* start Extracted text *

Another question that arises from the text is what the object of Abram’s faith was. Is the phrase “And he believed the Lord” (v. 6) in response to one (or more) of the three promises that Yahweh made to Abram in vv. 1–5? Or is Abram perhaps responding in faith to the entirety of Yahweh’s assurances in this passage?4 Schliesser contends,
The prepositional expression that belongs to וְהֶאֱמִ֖ן is יהוָ֑ה. It does not say: Abraham believed Yahweh what he said (credere deo), but: Abraham believed in Yahweh (credere in deum). If read accurately and without limiting its meaning, וְהֶאֱמִ֖ן connotes: Abraham does not only consider or declare trustworthy the words of Yahweh and, furthermore, he does not only gain firmness and certainty in them, but he gains firmness and fastens himself in the one who gave these promises and assurances.5
Thus, both the grammar and the theology of this verse (as understood in its full biblical context) indicate that Abraham’s faith is ultimately placed in Yahweh Himself.

* end Extracted text *

§ Work instructions:
(1) In the passage on the object of Abram's faith, in whom is Abraham's faith said to be ultimately placed?
(2) Write the next part of the passage on the object of Abram's faith, picking up right after its final sentence.

* start Listing *

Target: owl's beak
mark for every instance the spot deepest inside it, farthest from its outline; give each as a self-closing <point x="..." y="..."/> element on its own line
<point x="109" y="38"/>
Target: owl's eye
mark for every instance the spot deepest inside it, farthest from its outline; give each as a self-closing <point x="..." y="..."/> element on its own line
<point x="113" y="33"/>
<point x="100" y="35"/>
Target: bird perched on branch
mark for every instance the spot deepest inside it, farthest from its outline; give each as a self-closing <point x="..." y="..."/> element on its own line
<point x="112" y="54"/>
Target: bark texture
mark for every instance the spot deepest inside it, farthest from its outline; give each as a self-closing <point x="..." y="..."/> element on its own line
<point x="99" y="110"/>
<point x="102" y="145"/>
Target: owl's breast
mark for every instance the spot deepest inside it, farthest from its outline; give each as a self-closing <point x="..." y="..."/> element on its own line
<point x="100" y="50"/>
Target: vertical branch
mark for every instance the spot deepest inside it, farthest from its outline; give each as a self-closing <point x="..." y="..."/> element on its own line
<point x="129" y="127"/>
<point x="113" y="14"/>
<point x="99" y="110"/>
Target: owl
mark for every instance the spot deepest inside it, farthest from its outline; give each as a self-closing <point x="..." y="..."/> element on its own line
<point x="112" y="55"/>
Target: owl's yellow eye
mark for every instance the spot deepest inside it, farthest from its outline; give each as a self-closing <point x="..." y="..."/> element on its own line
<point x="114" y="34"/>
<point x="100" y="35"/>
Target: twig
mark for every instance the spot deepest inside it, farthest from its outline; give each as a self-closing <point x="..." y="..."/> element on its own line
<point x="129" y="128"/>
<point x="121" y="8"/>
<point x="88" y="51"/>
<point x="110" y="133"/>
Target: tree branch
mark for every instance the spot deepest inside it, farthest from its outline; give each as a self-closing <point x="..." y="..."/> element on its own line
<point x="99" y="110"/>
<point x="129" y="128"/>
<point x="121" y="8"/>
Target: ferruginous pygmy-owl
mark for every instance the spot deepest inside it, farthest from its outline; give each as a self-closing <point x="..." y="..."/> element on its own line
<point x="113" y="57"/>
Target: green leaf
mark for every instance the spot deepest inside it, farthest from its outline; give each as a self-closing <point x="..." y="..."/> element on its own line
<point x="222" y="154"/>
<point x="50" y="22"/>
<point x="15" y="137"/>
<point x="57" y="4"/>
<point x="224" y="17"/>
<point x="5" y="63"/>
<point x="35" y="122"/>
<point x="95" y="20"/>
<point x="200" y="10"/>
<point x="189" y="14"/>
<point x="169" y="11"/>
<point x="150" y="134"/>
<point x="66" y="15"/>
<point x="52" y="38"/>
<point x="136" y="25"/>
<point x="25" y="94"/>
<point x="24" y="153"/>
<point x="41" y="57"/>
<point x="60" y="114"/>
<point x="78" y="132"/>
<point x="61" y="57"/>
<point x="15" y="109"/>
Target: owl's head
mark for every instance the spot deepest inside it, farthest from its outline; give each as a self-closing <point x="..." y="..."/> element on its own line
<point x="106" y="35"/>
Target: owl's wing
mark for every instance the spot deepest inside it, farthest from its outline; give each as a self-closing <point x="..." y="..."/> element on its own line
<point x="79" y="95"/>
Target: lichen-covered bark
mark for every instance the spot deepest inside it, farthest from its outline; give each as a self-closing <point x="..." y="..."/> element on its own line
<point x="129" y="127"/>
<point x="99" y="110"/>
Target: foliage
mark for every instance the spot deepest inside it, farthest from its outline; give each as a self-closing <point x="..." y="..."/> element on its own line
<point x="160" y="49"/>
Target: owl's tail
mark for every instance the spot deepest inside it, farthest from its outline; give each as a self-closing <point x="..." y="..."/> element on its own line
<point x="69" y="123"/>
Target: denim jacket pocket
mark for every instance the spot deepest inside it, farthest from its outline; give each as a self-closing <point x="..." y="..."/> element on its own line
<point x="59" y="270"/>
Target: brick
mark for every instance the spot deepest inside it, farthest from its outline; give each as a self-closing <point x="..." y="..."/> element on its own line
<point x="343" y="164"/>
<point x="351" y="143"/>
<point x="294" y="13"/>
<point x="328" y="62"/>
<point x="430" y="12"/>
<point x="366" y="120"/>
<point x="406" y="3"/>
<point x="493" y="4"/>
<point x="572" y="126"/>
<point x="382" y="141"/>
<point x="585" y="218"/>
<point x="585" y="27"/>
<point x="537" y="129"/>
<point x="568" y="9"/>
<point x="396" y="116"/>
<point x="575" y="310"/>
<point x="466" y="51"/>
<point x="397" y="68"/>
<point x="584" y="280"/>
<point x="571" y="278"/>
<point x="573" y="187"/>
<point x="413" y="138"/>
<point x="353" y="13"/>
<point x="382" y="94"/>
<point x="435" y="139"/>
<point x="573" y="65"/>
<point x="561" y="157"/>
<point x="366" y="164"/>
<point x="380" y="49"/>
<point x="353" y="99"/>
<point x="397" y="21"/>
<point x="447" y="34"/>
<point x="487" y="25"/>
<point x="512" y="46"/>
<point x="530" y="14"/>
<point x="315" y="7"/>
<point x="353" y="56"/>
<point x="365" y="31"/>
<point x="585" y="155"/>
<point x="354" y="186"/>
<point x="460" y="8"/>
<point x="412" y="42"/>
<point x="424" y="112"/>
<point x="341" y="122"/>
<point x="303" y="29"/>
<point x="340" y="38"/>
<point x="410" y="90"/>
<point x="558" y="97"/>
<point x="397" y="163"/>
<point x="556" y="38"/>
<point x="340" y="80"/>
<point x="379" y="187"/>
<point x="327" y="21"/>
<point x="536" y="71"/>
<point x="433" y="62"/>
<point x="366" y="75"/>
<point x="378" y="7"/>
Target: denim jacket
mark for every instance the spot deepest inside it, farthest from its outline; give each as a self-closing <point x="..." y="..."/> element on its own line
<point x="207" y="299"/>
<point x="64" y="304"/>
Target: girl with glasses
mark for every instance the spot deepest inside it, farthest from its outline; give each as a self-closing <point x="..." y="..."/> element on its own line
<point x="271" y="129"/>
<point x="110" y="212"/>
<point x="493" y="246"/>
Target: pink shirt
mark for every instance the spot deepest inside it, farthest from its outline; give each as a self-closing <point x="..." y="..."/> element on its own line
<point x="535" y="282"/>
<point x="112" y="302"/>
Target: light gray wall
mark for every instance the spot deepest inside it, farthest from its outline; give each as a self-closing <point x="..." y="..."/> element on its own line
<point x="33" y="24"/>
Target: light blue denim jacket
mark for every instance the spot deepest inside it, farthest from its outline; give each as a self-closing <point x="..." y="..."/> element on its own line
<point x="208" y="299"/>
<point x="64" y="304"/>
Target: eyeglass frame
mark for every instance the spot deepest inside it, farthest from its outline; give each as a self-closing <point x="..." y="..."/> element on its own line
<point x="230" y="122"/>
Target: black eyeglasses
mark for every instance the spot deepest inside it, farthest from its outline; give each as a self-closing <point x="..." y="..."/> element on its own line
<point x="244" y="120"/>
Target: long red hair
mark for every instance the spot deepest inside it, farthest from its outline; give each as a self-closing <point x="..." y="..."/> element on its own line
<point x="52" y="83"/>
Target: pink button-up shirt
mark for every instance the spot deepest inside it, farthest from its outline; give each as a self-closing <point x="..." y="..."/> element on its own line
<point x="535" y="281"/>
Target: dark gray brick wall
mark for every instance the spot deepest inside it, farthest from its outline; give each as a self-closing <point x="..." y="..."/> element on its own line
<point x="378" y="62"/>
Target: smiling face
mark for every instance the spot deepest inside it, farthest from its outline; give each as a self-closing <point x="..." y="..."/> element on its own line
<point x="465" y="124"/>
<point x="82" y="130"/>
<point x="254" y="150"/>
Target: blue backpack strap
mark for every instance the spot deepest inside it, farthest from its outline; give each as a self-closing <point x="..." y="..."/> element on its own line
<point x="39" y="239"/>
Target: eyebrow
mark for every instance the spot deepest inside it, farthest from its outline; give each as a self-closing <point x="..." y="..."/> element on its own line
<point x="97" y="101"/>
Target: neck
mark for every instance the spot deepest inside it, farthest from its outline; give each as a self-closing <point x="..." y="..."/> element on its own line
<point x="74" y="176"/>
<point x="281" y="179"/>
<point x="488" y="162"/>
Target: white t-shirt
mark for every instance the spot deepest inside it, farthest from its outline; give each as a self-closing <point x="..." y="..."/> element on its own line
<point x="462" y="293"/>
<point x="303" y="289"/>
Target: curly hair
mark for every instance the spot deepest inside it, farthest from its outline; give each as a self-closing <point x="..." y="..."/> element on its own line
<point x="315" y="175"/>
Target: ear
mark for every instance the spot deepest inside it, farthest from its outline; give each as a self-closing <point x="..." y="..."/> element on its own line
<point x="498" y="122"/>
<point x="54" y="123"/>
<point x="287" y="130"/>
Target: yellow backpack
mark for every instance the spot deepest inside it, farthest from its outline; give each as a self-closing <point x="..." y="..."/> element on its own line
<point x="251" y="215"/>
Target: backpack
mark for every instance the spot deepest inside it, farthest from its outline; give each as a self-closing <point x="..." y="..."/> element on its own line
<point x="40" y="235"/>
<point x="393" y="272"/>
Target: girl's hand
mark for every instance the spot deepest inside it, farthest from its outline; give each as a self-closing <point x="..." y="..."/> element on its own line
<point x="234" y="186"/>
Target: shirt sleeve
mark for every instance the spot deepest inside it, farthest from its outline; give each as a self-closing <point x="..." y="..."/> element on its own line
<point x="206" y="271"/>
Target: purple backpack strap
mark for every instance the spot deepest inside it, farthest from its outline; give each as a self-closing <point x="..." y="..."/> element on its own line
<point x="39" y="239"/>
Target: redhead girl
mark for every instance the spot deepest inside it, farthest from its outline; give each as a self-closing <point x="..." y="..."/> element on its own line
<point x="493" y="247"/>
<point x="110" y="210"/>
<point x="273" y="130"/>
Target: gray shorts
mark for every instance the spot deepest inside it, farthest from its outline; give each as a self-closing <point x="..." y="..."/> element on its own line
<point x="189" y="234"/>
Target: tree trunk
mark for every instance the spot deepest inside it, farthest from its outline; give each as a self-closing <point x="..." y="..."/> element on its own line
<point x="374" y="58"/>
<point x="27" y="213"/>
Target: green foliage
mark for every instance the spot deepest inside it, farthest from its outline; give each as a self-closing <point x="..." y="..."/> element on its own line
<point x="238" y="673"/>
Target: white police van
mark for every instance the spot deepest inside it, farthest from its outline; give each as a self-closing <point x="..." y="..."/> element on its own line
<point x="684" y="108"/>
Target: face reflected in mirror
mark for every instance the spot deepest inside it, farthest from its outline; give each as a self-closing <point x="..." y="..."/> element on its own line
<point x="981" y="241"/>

* end Listing *

§ Answers:
(1) In Yahweh Himself.

(2)
The contextual sense of וְהֶאֱמִ֖ן in Gen 15:6 as having belief in God is found elsewhere in the Hebrew Bible (Exod. 14:31; Num. 14:11, 20:12; Deut. 1:32; 2 Kings 17:14; Pss. 78:22; Jon. 3:5). These verses reveal a contextual pattern; in each case, הֶאֱמִינ is used in relation to a belief in God that saves. This same word is used for the faith of the Israelites when the Lord brought them across the Red Sea and drowned the pursuing Egyptians (Exod. 14:31), and the faith to which Jehoshaphat rallies the kingdom of Judah as God delivers them from their enemies (2 Chron. 20:20), and the belief of the inhabitants of Nineveh that saved them from God’s imminent judgment (Jon. 3:5).
The word הֶאֱמִינ is also used in the negative sense to refer to a lack of faith that leads to destruction rather than salvation. Examples include Numbers 14:11 (c.f. Deut. 1:32; Psalm 78:22), where a lack of belief condemned an entire generation of Israelites to die in the wilderness; Numbers 20:12, where a lack of belief prohibited Moses and Aaron from entering the promised land with their fellow Israelites; 2 Kings 17:14 where God allowed the northern kingdom of Israel to be overthrown by Assyria because of their unbelief.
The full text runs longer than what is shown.